---- Data for this exercise

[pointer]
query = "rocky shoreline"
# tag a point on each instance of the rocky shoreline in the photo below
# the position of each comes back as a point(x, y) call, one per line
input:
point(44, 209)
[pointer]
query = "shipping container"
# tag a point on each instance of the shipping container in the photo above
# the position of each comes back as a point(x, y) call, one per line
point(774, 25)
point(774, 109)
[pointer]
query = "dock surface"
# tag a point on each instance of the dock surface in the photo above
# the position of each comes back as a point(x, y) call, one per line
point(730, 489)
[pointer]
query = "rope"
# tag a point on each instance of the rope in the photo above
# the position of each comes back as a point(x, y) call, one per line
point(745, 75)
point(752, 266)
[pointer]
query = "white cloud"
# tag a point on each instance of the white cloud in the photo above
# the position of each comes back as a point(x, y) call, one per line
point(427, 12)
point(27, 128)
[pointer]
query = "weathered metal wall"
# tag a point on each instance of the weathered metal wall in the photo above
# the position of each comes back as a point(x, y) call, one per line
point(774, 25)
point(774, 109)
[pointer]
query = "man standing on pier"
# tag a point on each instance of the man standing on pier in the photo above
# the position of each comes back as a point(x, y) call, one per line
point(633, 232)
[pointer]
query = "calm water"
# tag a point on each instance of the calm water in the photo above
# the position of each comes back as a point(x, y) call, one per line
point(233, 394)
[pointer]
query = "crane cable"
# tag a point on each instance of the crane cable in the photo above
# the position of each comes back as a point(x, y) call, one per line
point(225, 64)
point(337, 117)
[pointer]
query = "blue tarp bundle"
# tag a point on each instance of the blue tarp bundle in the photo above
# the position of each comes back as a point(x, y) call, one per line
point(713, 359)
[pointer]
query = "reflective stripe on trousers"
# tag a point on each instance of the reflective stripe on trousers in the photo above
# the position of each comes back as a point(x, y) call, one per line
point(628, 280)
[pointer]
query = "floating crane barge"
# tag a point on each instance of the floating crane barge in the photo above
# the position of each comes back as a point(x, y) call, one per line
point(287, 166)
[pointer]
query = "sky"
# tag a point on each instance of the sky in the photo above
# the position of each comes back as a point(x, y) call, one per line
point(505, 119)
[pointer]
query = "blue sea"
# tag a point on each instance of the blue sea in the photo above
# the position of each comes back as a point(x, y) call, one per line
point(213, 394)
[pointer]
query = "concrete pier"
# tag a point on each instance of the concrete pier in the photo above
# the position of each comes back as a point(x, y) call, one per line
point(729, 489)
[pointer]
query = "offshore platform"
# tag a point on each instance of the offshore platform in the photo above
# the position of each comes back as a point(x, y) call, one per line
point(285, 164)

--------

● Job: Set down all of the records shown above once more, exactly.

● Task answer:
[pointer]
query = "rocky shoreline"
# tag a point on each instance of the rocky shoreline in the photo below
# the position of each comes back as a point(x, y) call, one per line
input:
point(44, 209)
[pointer]
query = "shipping container"
# tag a point on each instance of the shipping container in the photo above
# the position of each comes back as a point(x, y) call, one per line
point(774, 25)
point(774, 109)
[pointer]
query = "dock surface"
# tag a point on each instance of the dock surface in the photo above
# the position of each comes back as a point(x, y) call, one per line
point(730, 489)
[pointer]
query = "rope"
# tag a point on each instance of the rope in the photo above
# the position of each comes back as a point(x, y) call, one per line
point(745, 75)
point(752, 266)
[pointer]
query = "white cloud"
# tag a point on each instance of the white cloud in the photo above
# the position of each comes back as a point(x, y) call, one per line
point(427, 12)
point(27, 128)
[pointer]
query = "weathered metal wall"
# tag a point on each instance of the weathered metal wall in the photo above
# the position of each comes back as a point(x, y) call, one per line
point(774, 25)
point(774, 109)
[pointer]
query = "man standing on pier"
# tag a point on each instance of the man standing on pier in the photo above
# the position of each comes back as a point(x, y) call, one per line
point(633, 232)
[pointer]
query = "calm water"
# tag a point on each instance of the calm water in the photo above
# the position of each comes back as a point(x, y) call, one per line
point(233, 394)
[pointer]
query = "crane cable"
# tag a point on each instance of the crane cable in the photo above
# the position of each comes back as a point(x, y) call, one per line
point(225, 64)
point(337, 117)
[pointer]
query = "blue tarp bundle"
# tag a point on each instance of the blue tarp bundle in the photo above
# the position of each comes back as a point(x, y) call, one per line
point(713, 359)
[pointer]
query = "reflective stripe on trousers"
# tag a point on each instance of the reflective stripe on trousers in the photo above
# the position of each comes back as a point(x, y) call, one per line
point(628, 280)
[pointer]
query = "floating crane barge"
# tag a point on each instance of the floating crane barge in the photo above
# the position of each comes back as a point(x, y) call, one per line
point(287, 166)
[pointer]
query = "sky"
# tag a point on each instance of the sky in the photo above
# the position of each comes back as a point(x, y) call, one per line
point(505, 119)
[pointer]
query = "blue sea"
# tag a point on each instance of the blue sea in the photo above
# the position of each comes back as a point(x, y) call, one per line
point(213, 394)
[pointer]
query = "concrete pier"
# tag a point on each instance of the concrete pier in the photo above
# the position of each comes back as a point(x, y) call, one per line
point(729, 489)
[pointer]
query = "offshore platform"
# tag a point on each instance of the offshore platform in the photo above
# the position of each comes back as a point(x, y) call, one per line
point(285, 164)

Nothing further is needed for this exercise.